__EXERCISE REQUIREMENTS__:
#1 In the Lamiroy profile, why does Lamiroy say the pollution at his home break was "maybe worth it"? Answer in one to three sentences.
#2 Return the part of the Lamiroy profile that opens with the words containing "Lamiroy is the" and closes with "serve him well.".
#3 Decide whether each statement agrees with the Lamiroy profile. For each, answer yes or no and quote the deciding words.
(a) Lamiroy's early board was made for him by a local butcher.
(b) Lamiroy is at his most consistent in smaller waves.
(c) Lamiroy's apartment in Queensland looks out over Kirra.

__READING PASSAGE__:
....................

But Lamiroy's surfing origins were anything but privileged and far from glamourous. There is a tradition in surfing that "you have to pay your dues". Lamiroy has paid his in spades. If all you had to do was pay them he would be world champion already (following in the glorious steps of Martin Potter, the 1990 champion from Northumberland), rather than taking third place in the "Wild Card Challenge" and reaching the third round of the Rip Curl Board Masters.

No palm trees, sultry breezes and topaz waters for the young Lamiroy. His first waves were keyed up by arctic storms spinning around the coast of Scotland. The major industrial pollution around Newcastle, not to mention a certain amount of raw sewage floating about, meant that his home break was "murky". But, Lamiroy explains, "at least it raised the temperature of the water a few degrees so maybe it was worth it. Plus I reckon it toughens up your immune system. All those times I came home half-dead, I never once got ill."

Considering that one of his fellow wave-riding apprentices came down with hepatitis B for a year, it certainly honed his powers of positive thinking. At least he did not have to spend a bundle on sun block. Living down the road from Newcastle United, with Middlesbrough and Sunderland up the way, he was torn as a lad between surfing and football, playing in goal for his school team. "I would paddle out first thing Saturday morning, lose track of things, then turn up for the match at half-time, the coach would say: 'We had to put the centre-forward in goal in the first half. You are going to have to choose – surfing or football'." Lamiroy adds: "It was no contest."

He began to compete in local competitions by the age of 12, riding a board that was made for him by Simon the local butcher and wearing a wetsuit that had been slung together for him by a friend on his mother's sewing machine. "It was only in the white water and we used to have theological arguments about whether you could even have aerials and floaters [sliding down the breaking face of the waves] on white water. They had no significance nationally, but I reckon those little local contests turned me into a competitive surfer."

Lamiroy was part of a small band of hardcore riders that included Gabe Davies, who would similarly go on to become the British No 1.

When he is not competing, Lamiroy enjoys being one of the gurus at the O'Neill Surf Academy, where he preaches the virtues of patience and persistence. "You can learn to stand up in a day," he says, "but it takes years for you to be able to paddle out under your own steam and trim down the line." This also explains why surfers make such a big deal about surfing. "Surfing is everything to us. You have to put so many years into it and it takes so much effort, you just figure it's got to be worth it."

Lamiroy has gone from north-east England to north-east Australia, near Surfers Paradise, in Queensland, where he has an apartment that looks out over Kirra. "The waves there are long and ruler-edged, I can get out of bed in the morning, run to the end of the headland, and catch a couple of waves back home for breakfast."

Lamiroy is the master of waves in the six to eight-foot range. But he is less consistent in the smaller waves that dog so many European contests (including those here). He used to drive a van to contests and sleep in the back, now he is leaving here – thanks to generous sponsorship – in a luxurious mobile home that will take him down to a month or more of contests in France, Spain and Portugal. But he is already looking ahead to his initiation this winter on the North Shore of Oahu, where he is competing in the legendary Hawaiian Triple Crown, tackling the 10ft plus spitting barrels of Pipeline and Sunset. Now bobbing around in the lower half of the men's Top 100, his goal is to crack the magic Top 45 which will guarantee him seeding in the highest profile and most highly rewarded competitions on the world tour. Patient and persistence will continue to serve him well.

Despite the lures of sunnier climes and clearer waters, he still does not despise his humble North-East origins. "The more I travel the more I realise how good those waves were." He once went off on a surf safari around the islands of Indonesia that lasted two months with shimmering foam-crested tubes all the way. "Then I came back to Newcastle and I had one day at the Black Middens that was even better. Of course, that doesn't happen too often."

....................

__SUPPLIED DATA__:

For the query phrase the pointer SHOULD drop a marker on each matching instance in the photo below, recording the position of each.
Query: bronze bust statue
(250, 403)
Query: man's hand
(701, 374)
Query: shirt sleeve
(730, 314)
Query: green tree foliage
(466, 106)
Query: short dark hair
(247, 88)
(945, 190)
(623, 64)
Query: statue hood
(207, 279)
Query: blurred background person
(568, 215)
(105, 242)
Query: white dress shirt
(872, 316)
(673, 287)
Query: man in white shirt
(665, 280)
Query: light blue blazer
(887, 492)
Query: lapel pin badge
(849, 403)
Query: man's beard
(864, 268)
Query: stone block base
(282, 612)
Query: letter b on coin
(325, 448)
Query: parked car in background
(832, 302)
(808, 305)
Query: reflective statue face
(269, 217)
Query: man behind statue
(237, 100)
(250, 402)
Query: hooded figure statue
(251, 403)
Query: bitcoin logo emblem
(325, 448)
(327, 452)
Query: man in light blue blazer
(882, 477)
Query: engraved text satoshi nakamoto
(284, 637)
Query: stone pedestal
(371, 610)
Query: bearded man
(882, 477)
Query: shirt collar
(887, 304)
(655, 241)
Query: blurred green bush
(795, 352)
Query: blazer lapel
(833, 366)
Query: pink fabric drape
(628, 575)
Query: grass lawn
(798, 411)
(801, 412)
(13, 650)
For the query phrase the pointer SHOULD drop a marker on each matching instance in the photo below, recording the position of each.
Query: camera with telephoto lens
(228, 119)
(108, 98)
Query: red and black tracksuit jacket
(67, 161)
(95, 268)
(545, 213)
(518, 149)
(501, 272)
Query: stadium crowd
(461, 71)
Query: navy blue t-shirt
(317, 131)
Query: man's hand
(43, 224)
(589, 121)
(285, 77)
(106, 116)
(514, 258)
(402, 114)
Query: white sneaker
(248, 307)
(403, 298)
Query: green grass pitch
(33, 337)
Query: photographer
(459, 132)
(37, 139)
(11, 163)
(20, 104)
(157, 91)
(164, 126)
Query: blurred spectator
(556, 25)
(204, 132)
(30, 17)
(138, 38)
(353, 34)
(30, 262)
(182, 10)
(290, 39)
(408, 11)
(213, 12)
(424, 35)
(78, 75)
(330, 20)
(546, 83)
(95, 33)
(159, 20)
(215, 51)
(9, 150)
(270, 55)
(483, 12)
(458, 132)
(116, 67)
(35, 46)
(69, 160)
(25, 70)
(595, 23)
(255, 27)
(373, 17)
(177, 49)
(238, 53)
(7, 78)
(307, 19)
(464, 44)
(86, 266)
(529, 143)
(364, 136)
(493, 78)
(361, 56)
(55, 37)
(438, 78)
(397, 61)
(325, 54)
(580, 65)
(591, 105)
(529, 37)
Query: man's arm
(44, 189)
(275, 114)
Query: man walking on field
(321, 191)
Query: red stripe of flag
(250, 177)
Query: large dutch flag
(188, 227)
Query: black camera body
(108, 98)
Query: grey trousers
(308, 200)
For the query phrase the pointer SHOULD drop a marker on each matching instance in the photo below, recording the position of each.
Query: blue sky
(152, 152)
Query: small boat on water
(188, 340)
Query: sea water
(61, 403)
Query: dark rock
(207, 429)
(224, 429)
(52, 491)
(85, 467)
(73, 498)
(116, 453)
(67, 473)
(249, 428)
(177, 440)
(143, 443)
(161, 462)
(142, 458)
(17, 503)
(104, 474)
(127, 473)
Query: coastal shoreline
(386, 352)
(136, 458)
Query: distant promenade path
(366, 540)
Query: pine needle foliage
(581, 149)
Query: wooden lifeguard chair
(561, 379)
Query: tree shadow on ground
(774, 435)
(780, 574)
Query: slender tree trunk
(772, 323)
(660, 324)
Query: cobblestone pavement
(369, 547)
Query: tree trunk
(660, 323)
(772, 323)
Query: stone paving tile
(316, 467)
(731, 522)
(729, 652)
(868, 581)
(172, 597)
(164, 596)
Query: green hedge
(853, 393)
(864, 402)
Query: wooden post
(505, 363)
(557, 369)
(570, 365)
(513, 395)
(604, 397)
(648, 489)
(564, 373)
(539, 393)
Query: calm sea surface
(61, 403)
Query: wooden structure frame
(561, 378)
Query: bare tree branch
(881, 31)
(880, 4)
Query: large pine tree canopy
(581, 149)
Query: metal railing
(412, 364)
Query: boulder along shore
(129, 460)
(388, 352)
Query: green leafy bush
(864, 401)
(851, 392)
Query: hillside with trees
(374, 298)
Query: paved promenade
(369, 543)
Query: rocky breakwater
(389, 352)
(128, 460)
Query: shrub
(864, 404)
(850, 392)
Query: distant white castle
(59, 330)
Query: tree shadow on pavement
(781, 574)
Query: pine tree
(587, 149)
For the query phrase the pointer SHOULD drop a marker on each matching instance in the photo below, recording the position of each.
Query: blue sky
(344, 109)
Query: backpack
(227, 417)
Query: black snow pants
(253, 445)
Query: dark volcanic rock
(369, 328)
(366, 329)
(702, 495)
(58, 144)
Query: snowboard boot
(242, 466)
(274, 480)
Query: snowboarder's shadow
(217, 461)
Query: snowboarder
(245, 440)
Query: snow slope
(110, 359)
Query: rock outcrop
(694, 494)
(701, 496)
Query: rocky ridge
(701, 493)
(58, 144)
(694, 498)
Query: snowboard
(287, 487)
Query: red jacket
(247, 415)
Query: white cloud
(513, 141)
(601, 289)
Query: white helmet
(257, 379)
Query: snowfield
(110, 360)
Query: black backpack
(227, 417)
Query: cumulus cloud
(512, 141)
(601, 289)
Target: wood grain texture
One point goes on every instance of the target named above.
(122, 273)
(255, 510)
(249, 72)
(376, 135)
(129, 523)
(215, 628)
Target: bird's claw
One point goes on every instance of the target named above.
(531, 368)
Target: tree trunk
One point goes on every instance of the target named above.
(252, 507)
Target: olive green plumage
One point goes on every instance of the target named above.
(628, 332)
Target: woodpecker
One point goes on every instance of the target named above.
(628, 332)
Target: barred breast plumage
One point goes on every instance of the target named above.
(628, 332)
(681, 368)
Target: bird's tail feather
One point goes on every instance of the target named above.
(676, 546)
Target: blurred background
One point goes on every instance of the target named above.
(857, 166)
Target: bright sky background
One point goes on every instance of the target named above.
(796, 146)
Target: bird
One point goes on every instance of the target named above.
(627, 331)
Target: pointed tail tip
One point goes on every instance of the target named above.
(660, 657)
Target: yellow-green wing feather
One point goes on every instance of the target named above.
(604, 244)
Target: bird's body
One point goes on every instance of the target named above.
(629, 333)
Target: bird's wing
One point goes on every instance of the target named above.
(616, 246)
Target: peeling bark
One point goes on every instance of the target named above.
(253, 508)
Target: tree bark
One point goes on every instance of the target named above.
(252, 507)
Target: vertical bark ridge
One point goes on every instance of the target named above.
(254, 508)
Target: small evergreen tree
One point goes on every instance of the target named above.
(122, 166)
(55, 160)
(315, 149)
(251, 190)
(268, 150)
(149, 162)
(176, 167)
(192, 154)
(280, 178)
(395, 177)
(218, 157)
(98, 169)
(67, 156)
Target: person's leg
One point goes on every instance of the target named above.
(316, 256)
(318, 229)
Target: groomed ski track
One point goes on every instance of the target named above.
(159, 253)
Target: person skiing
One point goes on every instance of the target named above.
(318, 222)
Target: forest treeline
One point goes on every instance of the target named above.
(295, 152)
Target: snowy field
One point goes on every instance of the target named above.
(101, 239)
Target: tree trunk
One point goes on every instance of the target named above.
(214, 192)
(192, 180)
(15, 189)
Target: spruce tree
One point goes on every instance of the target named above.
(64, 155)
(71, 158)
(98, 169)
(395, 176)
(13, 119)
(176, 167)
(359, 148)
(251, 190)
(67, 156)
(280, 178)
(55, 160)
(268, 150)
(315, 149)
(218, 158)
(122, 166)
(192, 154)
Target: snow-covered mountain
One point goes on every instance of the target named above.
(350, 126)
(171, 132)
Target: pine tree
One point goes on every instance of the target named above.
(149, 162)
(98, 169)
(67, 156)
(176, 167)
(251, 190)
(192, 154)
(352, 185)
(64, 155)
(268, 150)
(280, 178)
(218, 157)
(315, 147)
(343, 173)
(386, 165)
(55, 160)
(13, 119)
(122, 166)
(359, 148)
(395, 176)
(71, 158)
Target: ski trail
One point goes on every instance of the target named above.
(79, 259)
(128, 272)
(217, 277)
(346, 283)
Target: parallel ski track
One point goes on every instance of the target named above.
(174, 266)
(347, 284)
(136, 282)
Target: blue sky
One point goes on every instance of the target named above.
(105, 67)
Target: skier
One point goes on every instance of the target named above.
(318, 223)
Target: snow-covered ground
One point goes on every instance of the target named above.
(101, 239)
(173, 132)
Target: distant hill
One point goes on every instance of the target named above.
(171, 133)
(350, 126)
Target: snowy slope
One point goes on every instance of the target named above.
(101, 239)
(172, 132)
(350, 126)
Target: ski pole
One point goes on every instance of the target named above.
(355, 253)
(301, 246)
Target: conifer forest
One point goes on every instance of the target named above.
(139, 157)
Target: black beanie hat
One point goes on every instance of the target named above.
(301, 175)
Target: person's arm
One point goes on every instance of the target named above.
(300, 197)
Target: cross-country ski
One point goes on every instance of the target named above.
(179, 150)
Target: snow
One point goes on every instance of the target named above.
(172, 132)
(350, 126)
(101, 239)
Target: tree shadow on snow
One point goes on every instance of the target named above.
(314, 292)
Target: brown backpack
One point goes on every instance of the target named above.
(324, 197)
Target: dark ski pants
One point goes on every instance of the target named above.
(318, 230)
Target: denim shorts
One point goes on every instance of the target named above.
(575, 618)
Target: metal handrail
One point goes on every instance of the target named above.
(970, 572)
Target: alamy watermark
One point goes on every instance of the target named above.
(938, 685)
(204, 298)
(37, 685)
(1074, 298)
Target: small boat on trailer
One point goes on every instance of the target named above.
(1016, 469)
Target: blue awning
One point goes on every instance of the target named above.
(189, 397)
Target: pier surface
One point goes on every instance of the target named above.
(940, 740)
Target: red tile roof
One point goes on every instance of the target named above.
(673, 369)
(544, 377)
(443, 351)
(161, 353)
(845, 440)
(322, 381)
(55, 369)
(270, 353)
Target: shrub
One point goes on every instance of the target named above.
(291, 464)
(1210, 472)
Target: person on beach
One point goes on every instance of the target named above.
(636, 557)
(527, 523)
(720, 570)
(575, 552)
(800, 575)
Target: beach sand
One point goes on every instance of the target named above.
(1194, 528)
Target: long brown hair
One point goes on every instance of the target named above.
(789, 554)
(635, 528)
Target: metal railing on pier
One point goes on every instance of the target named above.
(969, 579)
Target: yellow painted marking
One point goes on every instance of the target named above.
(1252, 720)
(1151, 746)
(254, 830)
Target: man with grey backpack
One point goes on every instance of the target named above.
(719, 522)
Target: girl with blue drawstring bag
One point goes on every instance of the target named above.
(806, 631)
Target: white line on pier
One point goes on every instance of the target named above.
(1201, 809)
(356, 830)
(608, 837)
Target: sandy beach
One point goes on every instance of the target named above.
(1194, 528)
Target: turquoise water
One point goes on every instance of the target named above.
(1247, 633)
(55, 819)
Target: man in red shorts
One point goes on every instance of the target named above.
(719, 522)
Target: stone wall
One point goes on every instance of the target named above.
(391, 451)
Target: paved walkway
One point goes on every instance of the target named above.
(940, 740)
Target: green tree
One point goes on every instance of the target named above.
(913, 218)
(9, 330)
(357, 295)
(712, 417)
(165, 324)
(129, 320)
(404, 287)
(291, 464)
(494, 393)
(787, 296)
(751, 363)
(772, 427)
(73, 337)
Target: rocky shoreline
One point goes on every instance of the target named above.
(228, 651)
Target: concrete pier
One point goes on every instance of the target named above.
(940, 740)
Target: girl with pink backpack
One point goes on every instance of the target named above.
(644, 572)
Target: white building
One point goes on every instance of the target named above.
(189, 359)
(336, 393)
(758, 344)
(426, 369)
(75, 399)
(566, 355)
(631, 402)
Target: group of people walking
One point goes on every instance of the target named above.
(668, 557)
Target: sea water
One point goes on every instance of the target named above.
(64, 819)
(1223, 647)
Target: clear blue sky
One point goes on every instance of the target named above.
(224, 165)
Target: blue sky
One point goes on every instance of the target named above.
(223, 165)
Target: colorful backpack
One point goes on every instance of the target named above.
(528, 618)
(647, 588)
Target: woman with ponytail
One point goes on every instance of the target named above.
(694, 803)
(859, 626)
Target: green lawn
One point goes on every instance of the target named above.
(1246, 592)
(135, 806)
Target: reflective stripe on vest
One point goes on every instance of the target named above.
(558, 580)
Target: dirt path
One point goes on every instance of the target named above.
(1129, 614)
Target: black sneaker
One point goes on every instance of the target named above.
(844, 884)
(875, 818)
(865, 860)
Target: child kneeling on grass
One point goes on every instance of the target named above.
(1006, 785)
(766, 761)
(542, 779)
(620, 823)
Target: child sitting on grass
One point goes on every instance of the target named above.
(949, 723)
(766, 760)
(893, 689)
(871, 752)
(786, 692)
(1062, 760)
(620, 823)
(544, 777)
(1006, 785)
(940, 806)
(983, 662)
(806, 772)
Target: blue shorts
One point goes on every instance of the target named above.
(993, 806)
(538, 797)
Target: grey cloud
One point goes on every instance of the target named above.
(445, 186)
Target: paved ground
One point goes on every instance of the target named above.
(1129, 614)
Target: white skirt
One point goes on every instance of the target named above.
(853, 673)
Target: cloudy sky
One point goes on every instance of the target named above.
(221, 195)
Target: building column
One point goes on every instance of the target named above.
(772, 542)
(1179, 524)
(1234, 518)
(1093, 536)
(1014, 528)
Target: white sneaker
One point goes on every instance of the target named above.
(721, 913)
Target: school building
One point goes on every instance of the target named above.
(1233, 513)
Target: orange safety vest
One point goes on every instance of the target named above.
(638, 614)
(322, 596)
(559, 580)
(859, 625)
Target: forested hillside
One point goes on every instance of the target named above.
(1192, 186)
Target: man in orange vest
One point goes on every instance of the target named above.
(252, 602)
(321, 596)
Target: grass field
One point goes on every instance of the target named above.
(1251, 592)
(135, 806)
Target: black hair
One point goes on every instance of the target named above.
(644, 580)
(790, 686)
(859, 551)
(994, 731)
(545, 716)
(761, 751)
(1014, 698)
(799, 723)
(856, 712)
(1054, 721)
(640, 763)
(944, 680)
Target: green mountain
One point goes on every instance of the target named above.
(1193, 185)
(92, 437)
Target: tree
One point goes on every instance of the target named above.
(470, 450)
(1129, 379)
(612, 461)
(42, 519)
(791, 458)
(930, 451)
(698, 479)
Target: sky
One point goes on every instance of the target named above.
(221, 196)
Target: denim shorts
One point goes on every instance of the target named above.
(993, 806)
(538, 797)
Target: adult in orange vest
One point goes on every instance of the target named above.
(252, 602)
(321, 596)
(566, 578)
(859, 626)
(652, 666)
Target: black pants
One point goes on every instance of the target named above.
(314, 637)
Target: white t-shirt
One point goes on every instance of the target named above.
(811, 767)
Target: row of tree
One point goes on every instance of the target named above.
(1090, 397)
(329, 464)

....................

__ANSWERS BELOW__:
#1 The pollution raised the temperature of the water a few degrees. He also reckons it toughened up his immune system, since he never once got ill.

#2
Lamiroy is the master of waves in the six to eight-foot range. But he is less consistent in the smaller waves that dog so many European contests (including those here). He used to drive a van to contests and sleep in the back, now he is leaving here – thanks to generous sponsorship – in a luxurious mobile home that will take him down to a month or more of contests in France, Spain and Portugal. But he is already looking ahead to his initiation this winter on the North Shore of Oahu, where he is competing in the legendary Hawaiian Triple Crown, tackling the 10ft plus spitting barrels of Pipeline and Sunset. Now bobbing around in the lower half of the men's Top 100, his goal is to crack the magic Top 45 which will guarantee him seeding in the highest profile and most highly rewarded competitions on the world tour. Patient and persistence will continue to serve him well.

#3
(a) Yes: "riding a board that was made for him by Simon the local butcher"
(b) No: "he is less consistent in the smaller waves"
(c) Yes: "where he has an apartment that looks out over Kirra"